* EXERCISE DIRECTIONS:
What you should output is the data below, unchanged in every character.

_ _ _ _ _ _ _

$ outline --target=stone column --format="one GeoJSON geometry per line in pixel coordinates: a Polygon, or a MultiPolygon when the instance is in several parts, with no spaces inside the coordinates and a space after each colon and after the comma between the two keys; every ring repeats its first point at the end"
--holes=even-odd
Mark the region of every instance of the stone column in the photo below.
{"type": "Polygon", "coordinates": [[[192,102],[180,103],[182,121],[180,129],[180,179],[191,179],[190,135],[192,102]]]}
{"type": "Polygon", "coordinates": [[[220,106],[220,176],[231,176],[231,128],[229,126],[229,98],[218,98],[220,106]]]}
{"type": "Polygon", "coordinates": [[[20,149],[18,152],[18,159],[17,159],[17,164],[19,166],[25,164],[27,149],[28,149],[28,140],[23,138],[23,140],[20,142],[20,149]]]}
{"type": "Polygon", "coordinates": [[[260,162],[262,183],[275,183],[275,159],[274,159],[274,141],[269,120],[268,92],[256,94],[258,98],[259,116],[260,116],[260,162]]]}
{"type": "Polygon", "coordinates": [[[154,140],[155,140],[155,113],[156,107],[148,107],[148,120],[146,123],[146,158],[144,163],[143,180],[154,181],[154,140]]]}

_ _ _ _ _ _ _

* FINISHED TASK:
$ outline --target=stone column --format="one GeoJSON geometry per line in pixel coordinates: a Polygon, or a MultiPolygon when the instance is in several parts, with no spaces inside the coordinates and a space after each colon and after the comma between the two keys; every ring repeats its first point at the end"
--holes=even-odd
Mark the region of every instance of the stone column in the photo below.
{"type": "Polygon", "coordinates": [[[192,102],[180,103],[182,121],[180,129],[180,179],[191,179],[190,135],[192,102]]]}
{"type": "Polygon", "coordinates": [[[220,106],[220,176],[231,176],[231,128],[229,126],[229,98],[218,98],[220,106]]]}
{"type": "Polygon", "coordinates": [[[20,149],[18,152],[18,159],[17,159],[17,164],[19,166],[25,164],[27,149],[28,149],[28,140],[23,138],[23,140],[20,142],[20,149]]]}
{"type": "Polygon", "coordinates": [[[260,162],[262,183],[275,183],[275,159],[274,159],[274,141],[269,120],[268,92],[256,94],[258,98],[259,116],[260,116],[260,162]]]}
{"type": "Polygon", "coordinates": [[[154,140],[155,140],[155,113],[156,107],[148,107],[148,120],[146,123],[146,158],[144,163],[143,180],[154,181],[154,140]]]}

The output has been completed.